→ PROBLEM TO WORK ON
What lines in the records below include the word "answers"? Return each one.

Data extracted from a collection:

* * * * *

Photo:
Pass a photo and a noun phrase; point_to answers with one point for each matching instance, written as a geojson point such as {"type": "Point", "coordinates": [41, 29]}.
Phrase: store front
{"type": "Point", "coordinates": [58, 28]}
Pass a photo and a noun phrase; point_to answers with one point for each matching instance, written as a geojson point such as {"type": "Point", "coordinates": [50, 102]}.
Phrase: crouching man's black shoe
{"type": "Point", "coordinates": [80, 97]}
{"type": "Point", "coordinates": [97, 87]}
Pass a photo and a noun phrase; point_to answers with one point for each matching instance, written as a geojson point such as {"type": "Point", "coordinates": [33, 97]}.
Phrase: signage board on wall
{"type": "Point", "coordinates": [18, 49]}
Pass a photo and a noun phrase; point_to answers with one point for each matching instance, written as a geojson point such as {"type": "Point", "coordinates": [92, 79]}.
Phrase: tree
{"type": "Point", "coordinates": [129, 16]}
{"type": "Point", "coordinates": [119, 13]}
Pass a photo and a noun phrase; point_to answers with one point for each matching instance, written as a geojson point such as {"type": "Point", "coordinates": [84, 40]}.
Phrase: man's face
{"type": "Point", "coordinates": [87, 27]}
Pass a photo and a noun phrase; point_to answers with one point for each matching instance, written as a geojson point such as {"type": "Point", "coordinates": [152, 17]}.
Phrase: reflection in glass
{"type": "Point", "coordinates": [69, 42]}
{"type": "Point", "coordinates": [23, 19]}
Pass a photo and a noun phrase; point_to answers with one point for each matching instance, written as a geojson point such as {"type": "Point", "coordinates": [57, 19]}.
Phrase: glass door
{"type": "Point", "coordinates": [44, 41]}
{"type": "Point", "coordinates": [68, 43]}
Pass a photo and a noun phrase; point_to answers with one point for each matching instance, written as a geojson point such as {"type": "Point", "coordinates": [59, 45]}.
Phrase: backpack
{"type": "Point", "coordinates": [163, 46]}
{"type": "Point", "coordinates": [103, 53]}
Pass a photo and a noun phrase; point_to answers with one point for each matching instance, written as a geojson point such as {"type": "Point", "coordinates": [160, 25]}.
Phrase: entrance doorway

* * * * *

→ ANSWER BOX
Pass a photo and a noun phrase; point_to answers with one point for each matching instance, written as a geojson point such as {"type": "Point", "coordinates": [41, 29]}.
Pass a photo and a noun phrase; point_to answers with one point for each matching instance, written as a geojson point such as {"type": "Point", "coordinates": [50, 102]}.
Pass a photo and a noun phrase; point_to answers with one point for each matching instance, written as a geojson point such as {"type": "Point", "coordinates": [33, 97]}.
Pass a photo and a noun phrase; point_to answers with one point for each matching instance, written as a geojson point such as {"type": "Point", "coordinates": [92, 79]}.
Pass a photo and a noun phrase; point_to answers with one point for each matching instance, written as a geojson point such as {"type": "Point", "coordinates": [84, 40]}.
Pass a photo and a noun phrase; point_to answers with one point for each matching instance, written as a geojson point such as {"type": "Point", "coordinates": [152, 17]}.
Pass a photo and a noun phrase; point_to answers with one point for each matching instance, written as a geojson point such as {"type": "Point", "coordinates": [57, 19]}.
Pass a photo and a noun phrase; point_to answers with one point for each matching instance, written as a geojson point such as {"type": "Point", "coordinates": [59, 45]}.
Pass a photo and a noun phrase; point_to answers with one point for each matching instance, written as a geojson point such as {"type": "Point", "coordinates": [160, 25]}.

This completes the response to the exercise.